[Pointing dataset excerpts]
________________
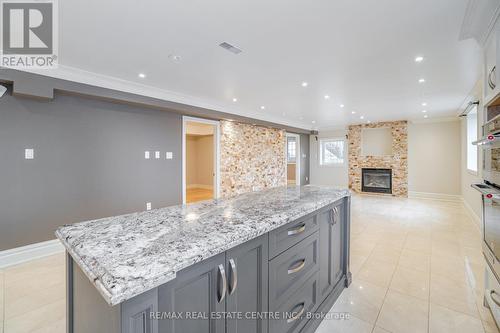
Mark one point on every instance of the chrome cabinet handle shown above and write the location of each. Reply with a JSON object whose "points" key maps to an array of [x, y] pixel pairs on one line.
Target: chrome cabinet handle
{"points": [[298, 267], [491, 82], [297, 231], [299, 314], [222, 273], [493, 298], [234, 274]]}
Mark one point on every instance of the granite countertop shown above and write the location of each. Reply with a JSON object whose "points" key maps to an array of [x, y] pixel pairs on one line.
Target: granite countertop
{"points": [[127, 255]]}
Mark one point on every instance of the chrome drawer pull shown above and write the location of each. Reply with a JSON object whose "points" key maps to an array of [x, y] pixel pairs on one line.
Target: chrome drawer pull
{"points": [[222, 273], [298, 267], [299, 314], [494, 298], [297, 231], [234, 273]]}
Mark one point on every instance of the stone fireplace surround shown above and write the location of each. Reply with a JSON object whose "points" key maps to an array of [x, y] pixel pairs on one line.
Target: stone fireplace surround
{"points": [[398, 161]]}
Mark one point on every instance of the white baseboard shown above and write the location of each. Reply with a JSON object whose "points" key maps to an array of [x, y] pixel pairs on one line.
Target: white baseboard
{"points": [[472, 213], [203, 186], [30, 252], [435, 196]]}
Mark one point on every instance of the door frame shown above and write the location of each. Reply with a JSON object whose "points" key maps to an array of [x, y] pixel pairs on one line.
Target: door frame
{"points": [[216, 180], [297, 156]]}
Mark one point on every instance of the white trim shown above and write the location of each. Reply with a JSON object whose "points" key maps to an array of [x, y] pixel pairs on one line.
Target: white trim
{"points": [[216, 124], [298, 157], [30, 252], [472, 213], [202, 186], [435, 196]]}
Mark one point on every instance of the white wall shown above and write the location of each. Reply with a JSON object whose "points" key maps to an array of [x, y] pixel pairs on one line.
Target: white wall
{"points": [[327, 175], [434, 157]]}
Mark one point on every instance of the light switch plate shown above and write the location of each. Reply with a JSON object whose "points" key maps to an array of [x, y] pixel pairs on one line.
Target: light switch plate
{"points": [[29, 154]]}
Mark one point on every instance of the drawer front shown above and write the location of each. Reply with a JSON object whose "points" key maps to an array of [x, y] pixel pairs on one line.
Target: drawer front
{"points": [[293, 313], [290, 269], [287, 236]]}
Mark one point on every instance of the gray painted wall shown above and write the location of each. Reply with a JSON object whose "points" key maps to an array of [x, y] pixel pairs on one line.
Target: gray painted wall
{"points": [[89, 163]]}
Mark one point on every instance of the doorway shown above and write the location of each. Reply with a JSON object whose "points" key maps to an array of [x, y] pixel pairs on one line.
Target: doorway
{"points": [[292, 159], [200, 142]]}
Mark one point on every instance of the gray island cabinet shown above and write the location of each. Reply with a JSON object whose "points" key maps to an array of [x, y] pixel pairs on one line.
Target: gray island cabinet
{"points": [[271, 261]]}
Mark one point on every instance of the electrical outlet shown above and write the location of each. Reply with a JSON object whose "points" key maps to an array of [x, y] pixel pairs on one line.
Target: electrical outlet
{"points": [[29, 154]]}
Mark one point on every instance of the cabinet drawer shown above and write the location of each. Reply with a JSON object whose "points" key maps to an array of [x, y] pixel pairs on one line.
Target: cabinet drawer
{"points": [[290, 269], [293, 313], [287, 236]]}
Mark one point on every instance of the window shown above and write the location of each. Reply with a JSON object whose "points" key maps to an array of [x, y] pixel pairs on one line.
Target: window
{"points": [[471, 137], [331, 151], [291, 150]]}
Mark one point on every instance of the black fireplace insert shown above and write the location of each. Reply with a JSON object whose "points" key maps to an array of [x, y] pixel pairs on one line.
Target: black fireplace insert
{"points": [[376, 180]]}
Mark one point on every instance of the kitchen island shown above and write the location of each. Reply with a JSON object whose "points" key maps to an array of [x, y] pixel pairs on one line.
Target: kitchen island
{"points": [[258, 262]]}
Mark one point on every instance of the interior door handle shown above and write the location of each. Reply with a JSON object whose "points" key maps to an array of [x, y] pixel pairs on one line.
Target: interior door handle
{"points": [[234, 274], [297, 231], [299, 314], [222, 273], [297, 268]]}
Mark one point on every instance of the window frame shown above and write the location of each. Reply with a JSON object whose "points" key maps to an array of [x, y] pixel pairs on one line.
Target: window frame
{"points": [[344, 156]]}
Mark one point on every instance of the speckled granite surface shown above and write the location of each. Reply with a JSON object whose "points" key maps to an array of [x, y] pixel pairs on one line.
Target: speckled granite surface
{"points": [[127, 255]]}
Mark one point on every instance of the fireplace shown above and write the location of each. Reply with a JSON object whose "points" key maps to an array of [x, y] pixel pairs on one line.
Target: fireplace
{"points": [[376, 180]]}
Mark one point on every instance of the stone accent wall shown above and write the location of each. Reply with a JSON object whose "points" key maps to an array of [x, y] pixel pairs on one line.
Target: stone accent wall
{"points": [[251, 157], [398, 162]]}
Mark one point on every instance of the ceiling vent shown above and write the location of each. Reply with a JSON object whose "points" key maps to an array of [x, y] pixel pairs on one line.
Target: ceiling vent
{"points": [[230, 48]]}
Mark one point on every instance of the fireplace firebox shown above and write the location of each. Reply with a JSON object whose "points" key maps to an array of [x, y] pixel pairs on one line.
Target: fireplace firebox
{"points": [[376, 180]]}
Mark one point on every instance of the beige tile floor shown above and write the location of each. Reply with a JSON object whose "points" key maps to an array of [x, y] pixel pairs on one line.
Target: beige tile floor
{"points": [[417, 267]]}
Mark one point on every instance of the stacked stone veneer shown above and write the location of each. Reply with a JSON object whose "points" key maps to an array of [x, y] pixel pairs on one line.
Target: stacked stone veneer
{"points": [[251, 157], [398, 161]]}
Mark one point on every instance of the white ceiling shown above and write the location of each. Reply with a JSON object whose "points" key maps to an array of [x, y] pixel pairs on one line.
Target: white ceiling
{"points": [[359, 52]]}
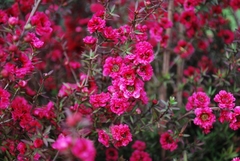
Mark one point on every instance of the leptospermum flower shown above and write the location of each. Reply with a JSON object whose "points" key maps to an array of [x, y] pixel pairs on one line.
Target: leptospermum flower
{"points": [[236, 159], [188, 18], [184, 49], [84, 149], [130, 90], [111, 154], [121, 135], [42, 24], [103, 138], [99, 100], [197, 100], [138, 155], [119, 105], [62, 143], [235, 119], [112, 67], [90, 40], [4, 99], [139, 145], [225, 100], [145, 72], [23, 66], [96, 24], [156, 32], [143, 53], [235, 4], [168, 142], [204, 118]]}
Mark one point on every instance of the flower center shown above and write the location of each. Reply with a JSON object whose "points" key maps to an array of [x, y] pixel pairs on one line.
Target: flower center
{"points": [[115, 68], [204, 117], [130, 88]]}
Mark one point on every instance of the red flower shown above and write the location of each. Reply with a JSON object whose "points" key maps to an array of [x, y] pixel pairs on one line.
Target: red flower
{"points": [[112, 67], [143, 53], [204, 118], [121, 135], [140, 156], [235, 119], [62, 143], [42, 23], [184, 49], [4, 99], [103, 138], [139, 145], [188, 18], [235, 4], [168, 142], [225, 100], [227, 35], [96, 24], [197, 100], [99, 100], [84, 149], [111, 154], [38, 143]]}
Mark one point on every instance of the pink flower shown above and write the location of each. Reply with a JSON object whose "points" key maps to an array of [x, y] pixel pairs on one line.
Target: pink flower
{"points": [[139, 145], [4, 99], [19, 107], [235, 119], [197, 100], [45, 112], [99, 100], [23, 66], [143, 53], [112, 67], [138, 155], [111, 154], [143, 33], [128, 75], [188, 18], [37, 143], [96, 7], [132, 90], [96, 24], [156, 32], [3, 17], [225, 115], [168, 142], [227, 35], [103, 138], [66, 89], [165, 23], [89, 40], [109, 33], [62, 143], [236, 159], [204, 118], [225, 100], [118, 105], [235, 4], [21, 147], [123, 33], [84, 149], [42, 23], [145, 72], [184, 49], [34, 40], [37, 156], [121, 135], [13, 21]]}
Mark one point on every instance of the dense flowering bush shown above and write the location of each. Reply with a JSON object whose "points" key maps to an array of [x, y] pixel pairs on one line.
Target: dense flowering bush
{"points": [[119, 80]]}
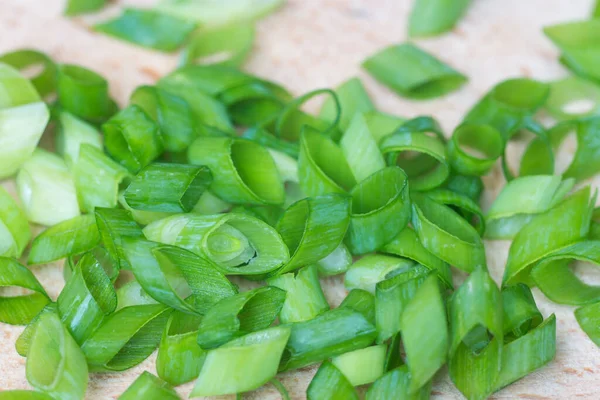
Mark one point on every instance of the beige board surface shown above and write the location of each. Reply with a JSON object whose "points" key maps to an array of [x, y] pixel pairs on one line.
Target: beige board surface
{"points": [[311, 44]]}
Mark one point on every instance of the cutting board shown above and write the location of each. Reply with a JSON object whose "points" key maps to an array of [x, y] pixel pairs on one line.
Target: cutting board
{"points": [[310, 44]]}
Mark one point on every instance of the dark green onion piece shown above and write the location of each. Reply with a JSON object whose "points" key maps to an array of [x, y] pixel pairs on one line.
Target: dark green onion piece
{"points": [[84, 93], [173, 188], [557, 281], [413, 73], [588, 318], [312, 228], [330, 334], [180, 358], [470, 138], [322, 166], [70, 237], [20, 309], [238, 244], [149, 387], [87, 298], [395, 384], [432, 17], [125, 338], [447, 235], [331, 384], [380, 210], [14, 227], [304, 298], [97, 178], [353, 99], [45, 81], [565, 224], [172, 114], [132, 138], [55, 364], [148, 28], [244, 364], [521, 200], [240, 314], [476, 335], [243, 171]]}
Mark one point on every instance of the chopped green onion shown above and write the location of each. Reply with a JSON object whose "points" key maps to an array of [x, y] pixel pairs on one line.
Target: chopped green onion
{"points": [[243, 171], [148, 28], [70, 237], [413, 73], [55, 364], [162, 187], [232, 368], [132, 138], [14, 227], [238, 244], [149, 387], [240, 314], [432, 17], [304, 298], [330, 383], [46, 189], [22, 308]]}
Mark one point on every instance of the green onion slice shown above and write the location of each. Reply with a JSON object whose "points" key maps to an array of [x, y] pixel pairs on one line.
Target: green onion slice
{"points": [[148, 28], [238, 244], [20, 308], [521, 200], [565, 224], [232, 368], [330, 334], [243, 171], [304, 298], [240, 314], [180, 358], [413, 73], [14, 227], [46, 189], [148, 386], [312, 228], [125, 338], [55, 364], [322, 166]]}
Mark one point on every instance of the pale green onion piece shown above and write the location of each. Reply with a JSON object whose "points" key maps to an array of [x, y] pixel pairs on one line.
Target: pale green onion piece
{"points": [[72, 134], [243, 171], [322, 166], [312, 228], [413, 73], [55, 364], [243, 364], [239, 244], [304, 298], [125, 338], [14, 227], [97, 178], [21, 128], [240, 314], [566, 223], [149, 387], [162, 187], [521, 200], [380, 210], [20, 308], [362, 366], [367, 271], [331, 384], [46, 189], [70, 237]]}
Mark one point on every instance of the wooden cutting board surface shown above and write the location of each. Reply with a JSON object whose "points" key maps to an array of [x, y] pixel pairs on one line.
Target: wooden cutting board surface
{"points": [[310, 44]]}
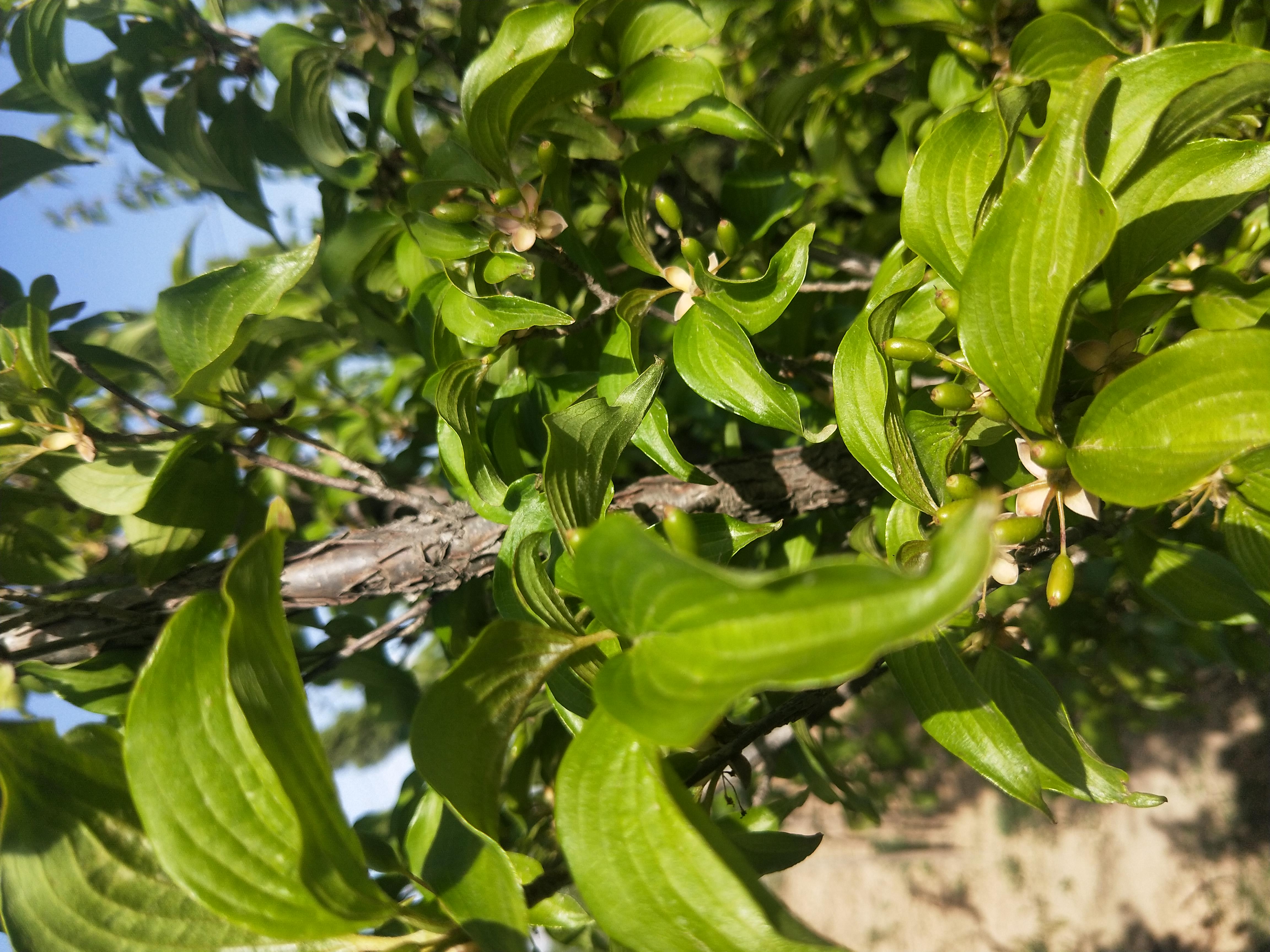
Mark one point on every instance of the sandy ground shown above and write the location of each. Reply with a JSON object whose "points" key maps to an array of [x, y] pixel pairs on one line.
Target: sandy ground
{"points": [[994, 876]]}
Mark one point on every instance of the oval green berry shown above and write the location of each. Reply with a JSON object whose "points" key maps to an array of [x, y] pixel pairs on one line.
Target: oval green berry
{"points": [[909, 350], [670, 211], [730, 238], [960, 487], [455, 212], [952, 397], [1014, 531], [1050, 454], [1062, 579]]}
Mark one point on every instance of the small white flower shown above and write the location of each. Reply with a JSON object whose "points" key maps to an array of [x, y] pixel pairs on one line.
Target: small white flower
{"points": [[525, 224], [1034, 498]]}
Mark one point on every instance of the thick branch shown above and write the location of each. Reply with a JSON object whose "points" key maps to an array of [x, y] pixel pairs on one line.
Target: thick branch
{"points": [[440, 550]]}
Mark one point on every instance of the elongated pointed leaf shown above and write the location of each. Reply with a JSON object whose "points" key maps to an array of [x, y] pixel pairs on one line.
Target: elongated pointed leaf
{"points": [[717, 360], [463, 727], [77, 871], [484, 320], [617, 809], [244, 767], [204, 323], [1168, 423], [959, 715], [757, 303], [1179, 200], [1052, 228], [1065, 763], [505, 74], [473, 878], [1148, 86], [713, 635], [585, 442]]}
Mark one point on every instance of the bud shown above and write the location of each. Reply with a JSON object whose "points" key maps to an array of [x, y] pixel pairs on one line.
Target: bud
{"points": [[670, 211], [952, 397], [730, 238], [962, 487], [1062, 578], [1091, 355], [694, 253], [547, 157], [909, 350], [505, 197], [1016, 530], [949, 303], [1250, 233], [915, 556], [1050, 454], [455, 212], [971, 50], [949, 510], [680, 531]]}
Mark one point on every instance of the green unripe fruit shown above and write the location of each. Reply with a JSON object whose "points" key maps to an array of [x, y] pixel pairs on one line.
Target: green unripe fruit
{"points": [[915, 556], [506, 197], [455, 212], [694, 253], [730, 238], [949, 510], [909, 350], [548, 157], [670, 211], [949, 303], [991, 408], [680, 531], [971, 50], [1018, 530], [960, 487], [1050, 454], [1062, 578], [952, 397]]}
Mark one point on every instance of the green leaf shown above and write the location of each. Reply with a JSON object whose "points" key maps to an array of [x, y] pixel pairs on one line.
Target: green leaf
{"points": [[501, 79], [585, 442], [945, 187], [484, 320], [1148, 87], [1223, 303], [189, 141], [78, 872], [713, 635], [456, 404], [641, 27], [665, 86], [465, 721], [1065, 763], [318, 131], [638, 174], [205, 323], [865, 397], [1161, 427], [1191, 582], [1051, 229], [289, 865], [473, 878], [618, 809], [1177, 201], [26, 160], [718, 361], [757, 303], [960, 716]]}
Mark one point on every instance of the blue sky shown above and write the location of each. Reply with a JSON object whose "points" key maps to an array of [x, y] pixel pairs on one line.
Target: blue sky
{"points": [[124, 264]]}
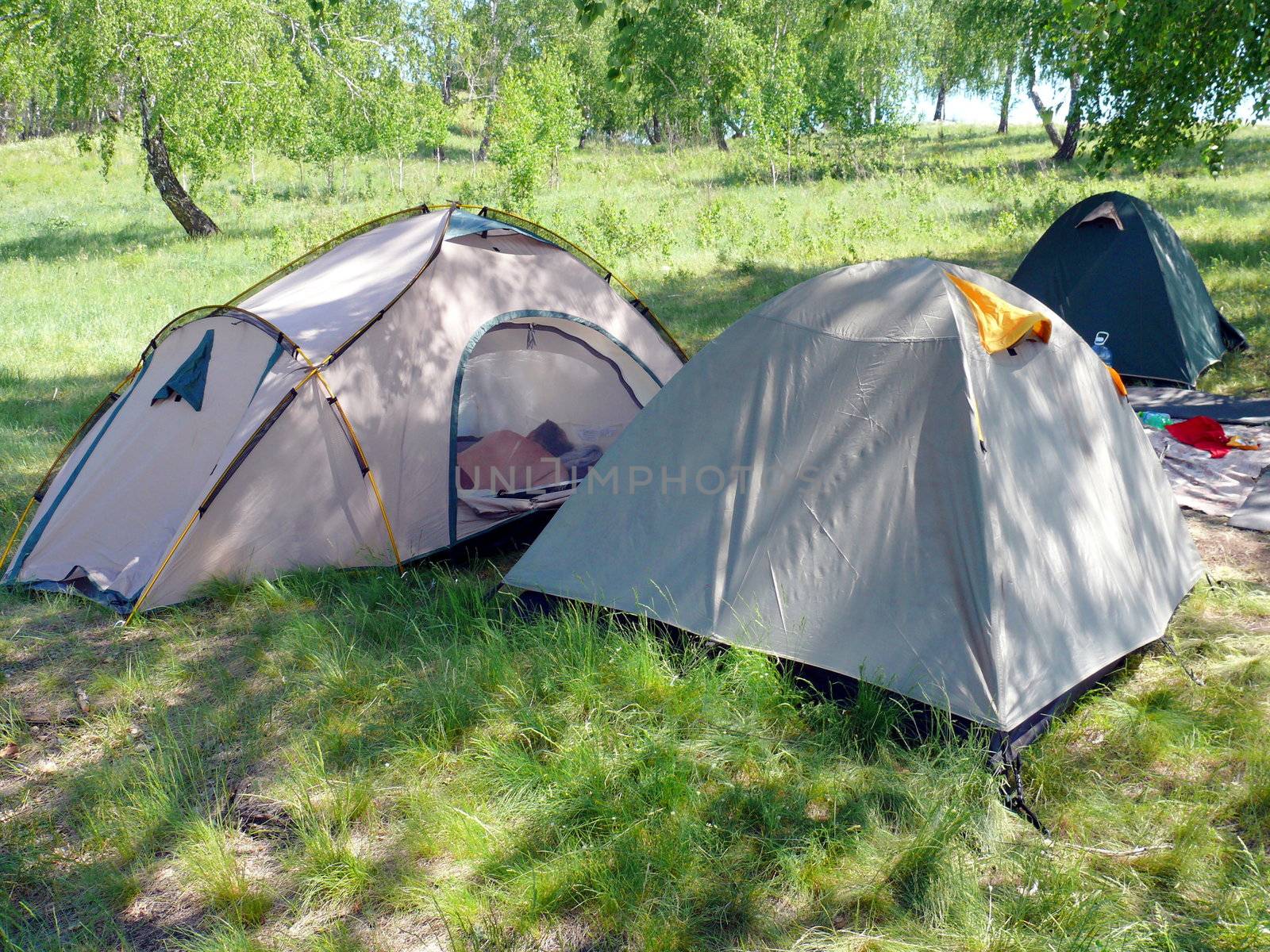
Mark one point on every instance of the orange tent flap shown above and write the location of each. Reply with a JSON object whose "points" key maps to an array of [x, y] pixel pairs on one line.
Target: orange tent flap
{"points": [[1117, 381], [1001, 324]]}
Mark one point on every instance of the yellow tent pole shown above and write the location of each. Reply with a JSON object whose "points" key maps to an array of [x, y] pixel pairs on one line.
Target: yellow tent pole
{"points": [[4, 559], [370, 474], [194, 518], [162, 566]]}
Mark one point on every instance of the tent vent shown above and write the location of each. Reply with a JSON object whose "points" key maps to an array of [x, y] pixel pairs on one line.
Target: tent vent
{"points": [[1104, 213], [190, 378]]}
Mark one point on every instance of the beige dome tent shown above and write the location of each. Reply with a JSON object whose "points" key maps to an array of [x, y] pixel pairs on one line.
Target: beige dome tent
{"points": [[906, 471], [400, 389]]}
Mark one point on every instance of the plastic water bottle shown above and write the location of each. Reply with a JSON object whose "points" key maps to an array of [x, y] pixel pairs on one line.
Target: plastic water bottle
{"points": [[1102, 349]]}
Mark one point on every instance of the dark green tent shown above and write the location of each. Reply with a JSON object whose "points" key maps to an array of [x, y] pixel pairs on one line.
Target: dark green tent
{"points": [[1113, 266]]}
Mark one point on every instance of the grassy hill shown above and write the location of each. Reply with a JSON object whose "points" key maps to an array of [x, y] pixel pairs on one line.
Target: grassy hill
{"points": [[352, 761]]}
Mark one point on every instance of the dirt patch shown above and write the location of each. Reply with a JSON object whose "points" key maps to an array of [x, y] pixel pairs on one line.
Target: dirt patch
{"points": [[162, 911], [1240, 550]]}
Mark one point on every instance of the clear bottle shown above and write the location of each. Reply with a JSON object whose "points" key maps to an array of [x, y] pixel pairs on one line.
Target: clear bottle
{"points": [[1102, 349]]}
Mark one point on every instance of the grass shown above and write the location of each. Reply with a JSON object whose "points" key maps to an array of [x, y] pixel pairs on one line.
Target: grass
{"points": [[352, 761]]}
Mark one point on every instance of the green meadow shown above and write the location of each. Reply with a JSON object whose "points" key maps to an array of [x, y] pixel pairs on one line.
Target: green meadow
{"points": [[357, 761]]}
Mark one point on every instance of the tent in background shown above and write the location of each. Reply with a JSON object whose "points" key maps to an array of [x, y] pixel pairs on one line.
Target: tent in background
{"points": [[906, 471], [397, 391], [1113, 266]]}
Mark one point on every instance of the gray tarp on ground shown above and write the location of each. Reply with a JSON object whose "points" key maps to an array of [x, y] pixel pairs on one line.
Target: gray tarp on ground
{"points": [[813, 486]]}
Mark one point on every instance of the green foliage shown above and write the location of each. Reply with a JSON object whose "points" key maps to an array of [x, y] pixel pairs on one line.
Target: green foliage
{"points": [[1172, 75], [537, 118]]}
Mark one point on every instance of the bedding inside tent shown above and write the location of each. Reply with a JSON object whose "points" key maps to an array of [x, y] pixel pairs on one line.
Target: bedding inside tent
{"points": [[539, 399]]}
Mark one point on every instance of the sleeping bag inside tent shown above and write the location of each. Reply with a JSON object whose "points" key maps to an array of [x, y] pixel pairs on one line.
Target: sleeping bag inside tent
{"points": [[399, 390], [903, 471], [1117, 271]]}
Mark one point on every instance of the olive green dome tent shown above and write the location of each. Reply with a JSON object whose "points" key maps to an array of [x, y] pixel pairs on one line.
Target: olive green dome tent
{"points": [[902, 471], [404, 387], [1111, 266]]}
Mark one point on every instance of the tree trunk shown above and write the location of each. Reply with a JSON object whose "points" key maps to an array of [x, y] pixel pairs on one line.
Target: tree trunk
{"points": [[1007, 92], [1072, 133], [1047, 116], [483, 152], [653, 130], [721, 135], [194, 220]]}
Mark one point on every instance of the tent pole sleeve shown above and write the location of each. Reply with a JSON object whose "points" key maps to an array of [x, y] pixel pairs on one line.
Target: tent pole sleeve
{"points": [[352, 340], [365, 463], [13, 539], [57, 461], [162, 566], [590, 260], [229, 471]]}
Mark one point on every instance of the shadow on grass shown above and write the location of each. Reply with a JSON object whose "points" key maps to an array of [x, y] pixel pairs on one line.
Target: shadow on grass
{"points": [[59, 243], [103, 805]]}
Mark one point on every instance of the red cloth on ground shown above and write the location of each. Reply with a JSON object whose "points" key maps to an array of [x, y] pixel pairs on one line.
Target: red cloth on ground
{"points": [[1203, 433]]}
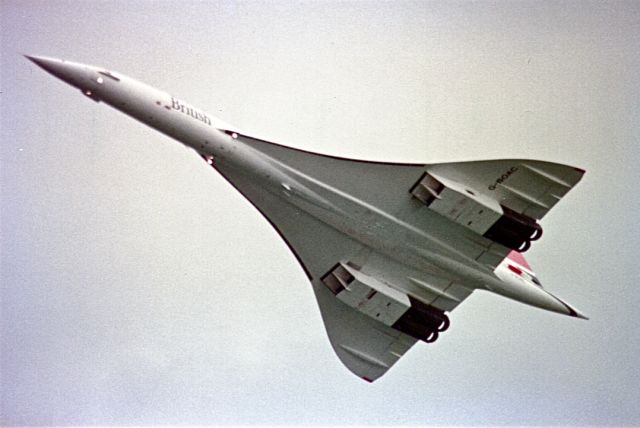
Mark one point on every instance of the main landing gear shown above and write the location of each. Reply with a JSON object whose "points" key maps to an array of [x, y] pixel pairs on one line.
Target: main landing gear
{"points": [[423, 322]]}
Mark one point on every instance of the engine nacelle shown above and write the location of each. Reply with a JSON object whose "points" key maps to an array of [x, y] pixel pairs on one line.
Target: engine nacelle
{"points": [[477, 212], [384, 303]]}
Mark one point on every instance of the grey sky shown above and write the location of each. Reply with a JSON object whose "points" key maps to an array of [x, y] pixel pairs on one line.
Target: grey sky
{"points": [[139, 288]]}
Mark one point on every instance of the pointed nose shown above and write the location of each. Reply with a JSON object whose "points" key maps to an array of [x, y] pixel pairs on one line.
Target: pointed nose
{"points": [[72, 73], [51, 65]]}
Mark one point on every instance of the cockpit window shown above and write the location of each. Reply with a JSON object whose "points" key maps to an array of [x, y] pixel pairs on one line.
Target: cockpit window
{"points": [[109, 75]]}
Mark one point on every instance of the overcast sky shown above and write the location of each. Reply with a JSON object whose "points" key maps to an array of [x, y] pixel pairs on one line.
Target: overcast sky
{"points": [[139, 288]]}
________________
→ What the task requires: All lines from the one containing "Mark one point on every instance of the grey" through the end of the records, both ends included, are to be quoted exactly; please add nothing else.

→ Task output:
Mark one point on every instance of the grey sky shown above and write the location of each. Reply with a JSON object whose "points" key maps to an array of [x, y] pixel pairs on one line.
Target: grey sky
{"points": [[139, 288]]}
Mark one point on every instance of the pointed nose shown above and write the location of each. Reply with a JSON object whose "points" key maps to an array of [x, y] pixel pairs on one line.
Target: pointed nose
{"points": [[72, 73], [51, 65]]}
Mark one point on every instance of the cockpit window shown above and write the location of each. Reply with a JSON object whose "points" key maps to an array of [x, y] pixel pairs on one line.
Target: cockpit window
{"points": [[109, 75]]}
Mark one point on every instance of the overcast sky shown above and write the location of each. Reply with a JSON object whose "points" key maps to an array of [x, y] pixel pairs on one line.
Target: overcast sky
{"points": [[139, 288]]}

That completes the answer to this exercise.